Recorded data:
-=-=-
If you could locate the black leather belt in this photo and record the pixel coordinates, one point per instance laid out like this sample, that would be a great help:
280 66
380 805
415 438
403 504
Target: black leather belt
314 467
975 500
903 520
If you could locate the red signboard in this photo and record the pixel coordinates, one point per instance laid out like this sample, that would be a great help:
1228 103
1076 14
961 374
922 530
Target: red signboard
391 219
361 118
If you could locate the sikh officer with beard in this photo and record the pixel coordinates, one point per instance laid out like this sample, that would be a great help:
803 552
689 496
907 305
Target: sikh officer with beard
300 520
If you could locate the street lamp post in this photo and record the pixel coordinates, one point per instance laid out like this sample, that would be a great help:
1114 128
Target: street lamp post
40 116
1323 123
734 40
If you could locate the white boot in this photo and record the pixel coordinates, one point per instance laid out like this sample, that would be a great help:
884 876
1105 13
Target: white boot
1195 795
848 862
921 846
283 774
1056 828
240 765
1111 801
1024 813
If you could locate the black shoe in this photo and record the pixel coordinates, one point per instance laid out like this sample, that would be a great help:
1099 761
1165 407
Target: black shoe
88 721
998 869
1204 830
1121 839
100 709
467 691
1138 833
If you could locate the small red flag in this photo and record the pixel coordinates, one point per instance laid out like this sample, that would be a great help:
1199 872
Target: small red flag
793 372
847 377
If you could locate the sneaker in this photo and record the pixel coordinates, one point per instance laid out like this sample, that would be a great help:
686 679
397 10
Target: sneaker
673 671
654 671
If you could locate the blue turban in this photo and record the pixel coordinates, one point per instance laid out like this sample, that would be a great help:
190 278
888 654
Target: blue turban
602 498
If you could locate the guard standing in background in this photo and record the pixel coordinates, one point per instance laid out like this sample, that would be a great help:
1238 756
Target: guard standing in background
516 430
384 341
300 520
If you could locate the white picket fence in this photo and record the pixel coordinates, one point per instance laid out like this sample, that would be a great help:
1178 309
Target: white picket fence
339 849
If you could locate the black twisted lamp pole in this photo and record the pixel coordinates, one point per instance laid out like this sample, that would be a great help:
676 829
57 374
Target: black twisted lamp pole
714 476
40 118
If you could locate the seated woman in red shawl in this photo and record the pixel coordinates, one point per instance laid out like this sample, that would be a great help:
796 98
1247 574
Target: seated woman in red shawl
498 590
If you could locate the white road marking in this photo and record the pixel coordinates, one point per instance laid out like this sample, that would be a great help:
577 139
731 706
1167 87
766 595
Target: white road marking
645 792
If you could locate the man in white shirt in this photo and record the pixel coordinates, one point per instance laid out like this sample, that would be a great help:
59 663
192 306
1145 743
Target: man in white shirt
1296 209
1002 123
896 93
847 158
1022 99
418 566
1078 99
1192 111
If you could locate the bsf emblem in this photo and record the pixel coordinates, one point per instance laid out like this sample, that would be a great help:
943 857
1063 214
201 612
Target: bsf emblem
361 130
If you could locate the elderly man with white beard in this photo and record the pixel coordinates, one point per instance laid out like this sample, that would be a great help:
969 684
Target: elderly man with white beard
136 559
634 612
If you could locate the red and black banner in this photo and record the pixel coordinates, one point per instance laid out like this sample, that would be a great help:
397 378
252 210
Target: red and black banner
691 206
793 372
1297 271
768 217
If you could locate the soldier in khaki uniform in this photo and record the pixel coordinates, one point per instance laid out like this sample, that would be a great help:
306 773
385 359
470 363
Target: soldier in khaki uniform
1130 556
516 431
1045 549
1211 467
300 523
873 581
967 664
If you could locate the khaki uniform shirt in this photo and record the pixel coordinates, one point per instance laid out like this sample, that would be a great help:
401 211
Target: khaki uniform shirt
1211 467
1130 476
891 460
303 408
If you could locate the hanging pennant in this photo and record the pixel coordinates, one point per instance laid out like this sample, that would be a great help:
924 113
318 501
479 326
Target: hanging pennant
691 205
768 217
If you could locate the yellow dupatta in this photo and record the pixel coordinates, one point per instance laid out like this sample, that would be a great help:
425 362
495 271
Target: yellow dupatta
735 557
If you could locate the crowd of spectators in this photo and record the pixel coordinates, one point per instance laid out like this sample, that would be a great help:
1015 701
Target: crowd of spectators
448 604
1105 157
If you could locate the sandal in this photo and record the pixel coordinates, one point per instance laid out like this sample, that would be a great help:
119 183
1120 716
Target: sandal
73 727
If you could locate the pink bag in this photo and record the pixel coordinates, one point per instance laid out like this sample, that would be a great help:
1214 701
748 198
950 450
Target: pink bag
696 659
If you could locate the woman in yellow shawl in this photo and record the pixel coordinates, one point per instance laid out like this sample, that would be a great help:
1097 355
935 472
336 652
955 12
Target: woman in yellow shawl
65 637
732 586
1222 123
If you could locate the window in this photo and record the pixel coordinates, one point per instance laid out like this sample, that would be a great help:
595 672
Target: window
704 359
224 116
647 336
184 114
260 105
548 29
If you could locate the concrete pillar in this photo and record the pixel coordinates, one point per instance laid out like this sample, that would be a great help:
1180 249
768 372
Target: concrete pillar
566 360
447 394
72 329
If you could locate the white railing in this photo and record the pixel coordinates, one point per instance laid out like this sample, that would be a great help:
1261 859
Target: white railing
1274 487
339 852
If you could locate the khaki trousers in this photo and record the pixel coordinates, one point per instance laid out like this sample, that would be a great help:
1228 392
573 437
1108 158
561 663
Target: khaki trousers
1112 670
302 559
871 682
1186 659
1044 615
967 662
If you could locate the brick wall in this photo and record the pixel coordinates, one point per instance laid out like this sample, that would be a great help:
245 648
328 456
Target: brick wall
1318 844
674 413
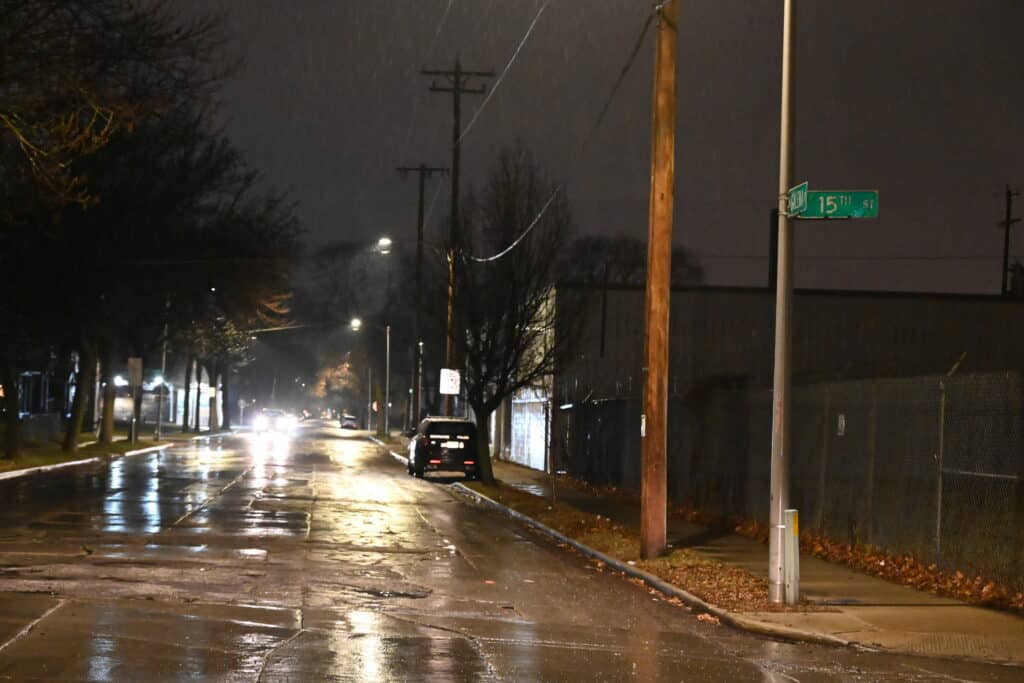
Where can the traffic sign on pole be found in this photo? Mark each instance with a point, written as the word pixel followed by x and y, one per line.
pixel 841 204
pixel 797 200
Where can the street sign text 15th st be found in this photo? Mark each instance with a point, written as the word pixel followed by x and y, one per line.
pixel 842 204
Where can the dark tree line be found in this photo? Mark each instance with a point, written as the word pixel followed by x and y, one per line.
pixel 127 216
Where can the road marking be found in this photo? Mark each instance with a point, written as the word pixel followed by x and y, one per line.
pixel 207 501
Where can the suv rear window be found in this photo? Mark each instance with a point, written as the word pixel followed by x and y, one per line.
pixel 462 430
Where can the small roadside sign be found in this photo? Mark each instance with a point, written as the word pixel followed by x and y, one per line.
pixel 797 200
pixel 451 382
pixel 842 204
pixel 134 372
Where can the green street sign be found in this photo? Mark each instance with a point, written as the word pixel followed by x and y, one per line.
pixel 842 204
pixel 797 200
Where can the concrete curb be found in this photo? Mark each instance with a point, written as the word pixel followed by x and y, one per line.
pixel 48 468
pixel 735 621
pixel 42 469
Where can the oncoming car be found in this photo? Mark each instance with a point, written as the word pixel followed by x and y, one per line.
pixel 274 421
pixel 443 444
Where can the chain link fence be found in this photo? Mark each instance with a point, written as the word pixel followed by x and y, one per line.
pixel 932 466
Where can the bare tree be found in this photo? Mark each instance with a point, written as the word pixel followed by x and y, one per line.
pixel 507 305
pixel 622 260
pixel 76 72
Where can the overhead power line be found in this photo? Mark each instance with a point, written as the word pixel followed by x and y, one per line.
pixel 505 71
pixel 587 138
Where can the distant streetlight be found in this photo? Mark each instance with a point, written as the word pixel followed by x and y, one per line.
pixel 356 325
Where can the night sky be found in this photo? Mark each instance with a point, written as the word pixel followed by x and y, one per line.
pixel 921 99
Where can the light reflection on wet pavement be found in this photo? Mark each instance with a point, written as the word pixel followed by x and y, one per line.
pixel 320 559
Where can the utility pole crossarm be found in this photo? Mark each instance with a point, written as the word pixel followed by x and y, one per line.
pixel 424 172
pixel 458 78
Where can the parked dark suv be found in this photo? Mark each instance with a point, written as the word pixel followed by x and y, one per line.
pixel 443 444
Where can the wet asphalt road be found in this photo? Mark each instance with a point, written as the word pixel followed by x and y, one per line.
pixel 320 559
-=-=-
The request:
Rewrite the stretch from "Where can the small" through "pixel 587 138" with "bare tree" changed to "leafless tree", leaving everything else untouched.

Exercise solution:
Where can the small roadside sign be found in this photo? Mark each instance with a point, written as the word pixel followed by x and y, one per line.
pixel 797 200
pixel 451 382
pixel 842 204
pixel 134 372
Where can the green street sign be found in this photo? Mark each instance with a point, written as the word pixel followed by x and y, one per line.
pixel 842 204
pixel 797 200
Where can the concrete curb be found in this photo? Mark each instance with a point, written as the word pixel followed by x and y, one per line.
pixel 48 468
pixel 735 621
pixel 42 469
Where can the oncoming car be found in this photo? Mark each instance with a point, written as the word pixel followed by x and y, one per line.
pixel 274 421
pixel 443 444
Where can the chain link fence be found in this photo? Mark each instance with a point, written as the word pixel followed by x and y, one per line.
pixel 932 466
Where can the leafless tree be found in this photo? Mark each instance with a point, written as the word pixel followed by x and y, one per line.
pixel 507 305
pixel 622 260
pixel 76 72
Where can the overhead power line be found in this photo? Mark each instance with a point, written as the word pixel followed by x and y, one per line.
pixel 505 71
pixel 587 138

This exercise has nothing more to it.